• Data supplied
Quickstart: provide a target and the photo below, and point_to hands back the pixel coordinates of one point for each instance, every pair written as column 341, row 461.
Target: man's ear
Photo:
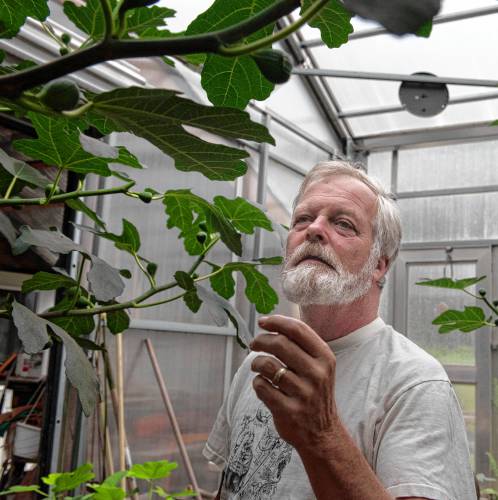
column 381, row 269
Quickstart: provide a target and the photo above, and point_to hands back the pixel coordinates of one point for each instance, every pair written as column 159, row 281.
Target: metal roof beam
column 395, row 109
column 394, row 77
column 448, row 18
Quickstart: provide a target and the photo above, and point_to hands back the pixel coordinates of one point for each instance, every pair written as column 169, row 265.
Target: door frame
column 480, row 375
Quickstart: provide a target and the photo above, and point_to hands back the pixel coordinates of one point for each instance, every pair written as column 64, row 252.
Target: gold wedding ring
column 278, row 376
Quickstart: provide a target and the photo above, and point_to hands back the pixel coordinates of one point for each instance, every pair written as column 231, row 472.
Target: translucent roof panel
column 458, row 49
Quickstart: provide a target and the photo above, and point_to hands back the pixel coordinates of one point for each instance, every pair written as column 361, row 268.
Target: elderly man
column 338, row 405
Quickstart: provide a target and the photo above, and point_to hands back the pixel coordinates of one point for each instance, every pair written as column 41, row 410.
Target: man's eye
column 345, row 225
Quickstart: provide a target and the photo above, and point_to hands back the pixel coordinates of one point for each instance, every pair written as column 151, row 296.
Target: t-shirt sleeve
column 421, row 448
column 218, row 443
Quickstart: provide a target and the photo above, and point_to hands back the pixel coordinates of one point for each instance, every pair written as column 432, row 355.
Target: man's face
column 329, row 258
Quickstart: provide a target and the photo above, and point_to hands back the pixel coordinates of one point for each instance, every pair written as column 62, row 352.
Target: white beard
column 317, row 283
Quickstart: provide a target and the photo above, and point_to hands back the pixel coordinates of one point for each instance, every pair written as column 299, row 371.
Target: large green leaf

==

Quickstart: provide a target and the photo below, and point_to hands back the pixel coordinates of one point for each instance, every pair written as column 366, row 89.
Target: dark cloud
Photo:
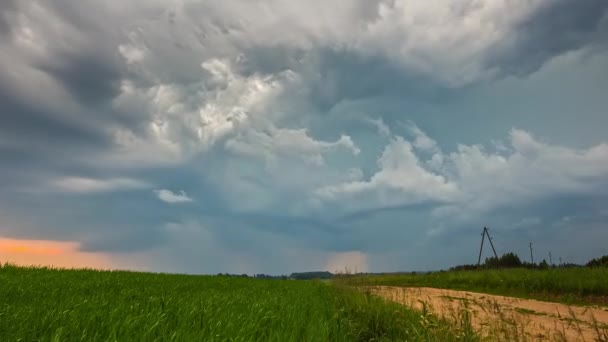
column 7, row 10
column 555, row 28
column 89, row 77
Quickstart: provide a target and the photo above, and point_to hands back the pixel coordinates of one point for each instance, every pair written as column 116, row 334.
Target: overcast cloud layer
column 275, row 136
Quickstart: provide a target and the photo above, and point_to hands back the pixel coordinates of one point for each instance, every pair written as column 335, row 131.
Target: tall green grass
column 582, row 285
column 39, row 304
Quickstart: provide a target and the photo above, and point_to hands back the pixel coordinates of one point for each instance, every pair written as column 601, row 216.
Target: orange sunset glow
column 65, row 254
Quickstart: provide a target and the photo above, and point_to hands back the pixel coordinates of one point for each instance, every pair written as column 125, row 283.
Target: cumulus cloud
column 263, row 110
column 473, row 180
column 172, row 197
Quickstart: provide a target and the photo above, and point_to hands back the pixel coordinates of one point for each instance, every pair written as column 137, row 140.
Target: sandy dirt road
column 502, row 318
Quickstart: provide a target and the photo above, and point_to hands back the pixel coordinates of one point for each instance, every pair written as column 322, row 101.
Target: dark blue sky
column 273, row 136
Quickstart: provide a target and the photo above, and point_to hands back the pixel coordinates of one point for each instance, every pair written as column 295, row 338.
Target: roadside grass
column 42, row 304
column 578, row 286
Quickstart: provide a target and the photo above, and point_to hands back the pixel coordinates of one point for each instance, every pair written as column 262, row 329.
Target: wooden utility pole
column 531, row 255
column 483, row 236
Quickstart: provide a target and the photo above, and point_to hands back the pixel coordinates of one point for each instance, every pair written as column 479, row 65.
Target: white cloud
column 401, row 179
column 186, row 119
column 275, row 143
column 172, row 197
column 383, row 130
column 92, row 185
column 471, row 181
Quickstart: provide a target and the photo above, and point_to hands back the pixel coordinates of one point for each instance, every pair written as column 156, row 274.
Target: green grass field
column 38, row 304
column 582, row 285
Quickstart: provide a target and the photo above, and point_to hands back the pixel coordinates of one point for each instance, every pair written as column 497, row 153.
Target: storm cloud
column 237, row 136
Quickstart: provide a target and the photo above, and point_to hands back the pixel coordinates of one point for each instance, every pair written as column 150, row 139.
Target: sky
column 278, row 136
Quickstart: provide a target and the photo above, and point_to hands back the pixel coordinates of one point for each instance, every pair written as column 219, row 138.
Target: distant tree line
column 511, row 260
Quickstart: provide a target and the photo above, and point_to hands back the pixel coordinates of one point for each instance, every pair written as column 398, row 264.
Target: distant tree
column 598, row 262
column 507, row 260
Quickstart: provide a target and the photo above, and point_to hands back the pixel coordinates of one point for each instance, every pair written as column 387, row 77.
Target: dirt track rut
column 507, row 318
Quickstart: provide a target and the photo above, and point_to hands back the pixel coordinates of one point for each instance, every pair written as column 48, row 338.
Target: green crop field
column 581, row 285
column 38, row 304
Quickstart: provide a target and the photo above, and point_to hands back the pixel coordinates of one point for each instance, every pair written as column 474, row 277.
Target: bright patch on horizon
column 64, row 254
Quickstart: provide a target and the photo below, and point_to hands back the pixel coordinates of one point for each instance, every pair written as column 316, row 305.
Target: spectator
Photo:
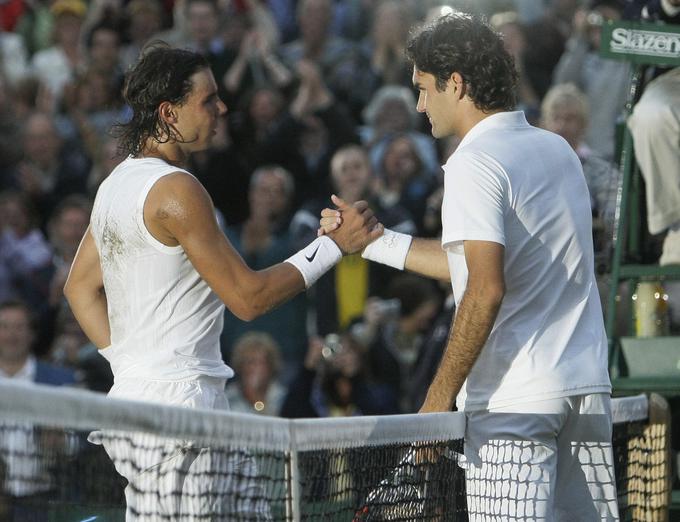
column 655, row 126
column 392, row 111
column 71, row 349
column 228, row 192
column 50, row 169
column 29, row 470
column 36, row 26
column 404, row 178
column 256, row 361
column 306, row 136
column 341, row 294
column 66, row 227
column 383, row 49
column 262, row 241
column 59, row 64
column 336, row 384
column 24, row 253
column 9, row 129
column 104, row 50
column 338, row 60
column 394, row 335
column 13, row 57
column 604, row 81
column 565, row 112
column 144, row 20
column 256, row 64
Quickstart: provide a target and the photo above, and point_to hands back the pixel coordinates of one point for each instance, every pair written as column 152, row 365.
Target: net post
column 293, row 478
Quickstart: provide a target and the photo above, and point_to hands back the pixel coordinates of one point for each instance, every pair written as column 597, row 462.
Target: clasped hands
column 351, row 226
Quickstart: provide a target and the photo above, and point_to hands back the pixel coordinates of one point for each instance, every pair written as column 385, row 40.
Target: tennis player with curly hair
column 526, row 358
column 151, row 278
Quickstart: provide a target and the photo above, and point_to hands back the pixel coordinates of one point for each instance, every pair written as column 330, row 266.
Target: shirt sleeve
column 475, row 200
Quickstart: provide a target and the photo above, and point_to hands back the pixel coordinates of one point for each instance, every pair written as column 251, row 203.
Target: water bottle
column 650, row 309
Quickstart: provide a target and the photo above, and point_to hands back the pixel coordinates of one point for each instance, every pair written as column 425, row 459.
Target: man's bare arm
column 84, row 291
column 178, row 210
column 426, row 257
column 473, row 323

• Exercise objective
Within the listing above, write out the stretch from the line with "48, row 338." through the line with "152, row 365." exactly. Any pictures are to be left out.

• Solution to this problem
Quickstart: provide a target and the photo above, and point_to hands back the pixel coordinates of one point for each instance, every pair written as column 48, row 338.
Target: green crop field
column 581, row 285
column 38, row 304
Quickstart: provide a target and the photo above, and point_to hands back the pixel coordinates of one point for each instance, every pair written as column 474, row 277.
Target: bright patch on horizon
column 64, row 254
Quickstart: provide a target and the photo below, and point_to hands back the pixel coordinates of one point for each instance, every pair written as column 316, row 305.
Target: spectator
Photo:
column 655, row 126
column 392, row 111
column 71, row 349
column 228, row 192
column 50, row 169
column 29, row 470
column 36, row 26
column 404, row 178
column 256, row 361
column 306, row 136
column 341, row 294
column 66, row 227
column 383, row 49
column 262, row 241
column 59, row 64
column 336, row 384
column 24, row 253
column 9, row 129
column 104, row 50
column 338, row 60
column 394, row 335
column 13, row 57
column 604, row 81
column 565, row 112
column 144, row 20
column 256, row 64
Quickstart: provide a target and the photo above, and point_to hands back the pixel coordinates of one point for each instance, every pair written as column 152, row 365.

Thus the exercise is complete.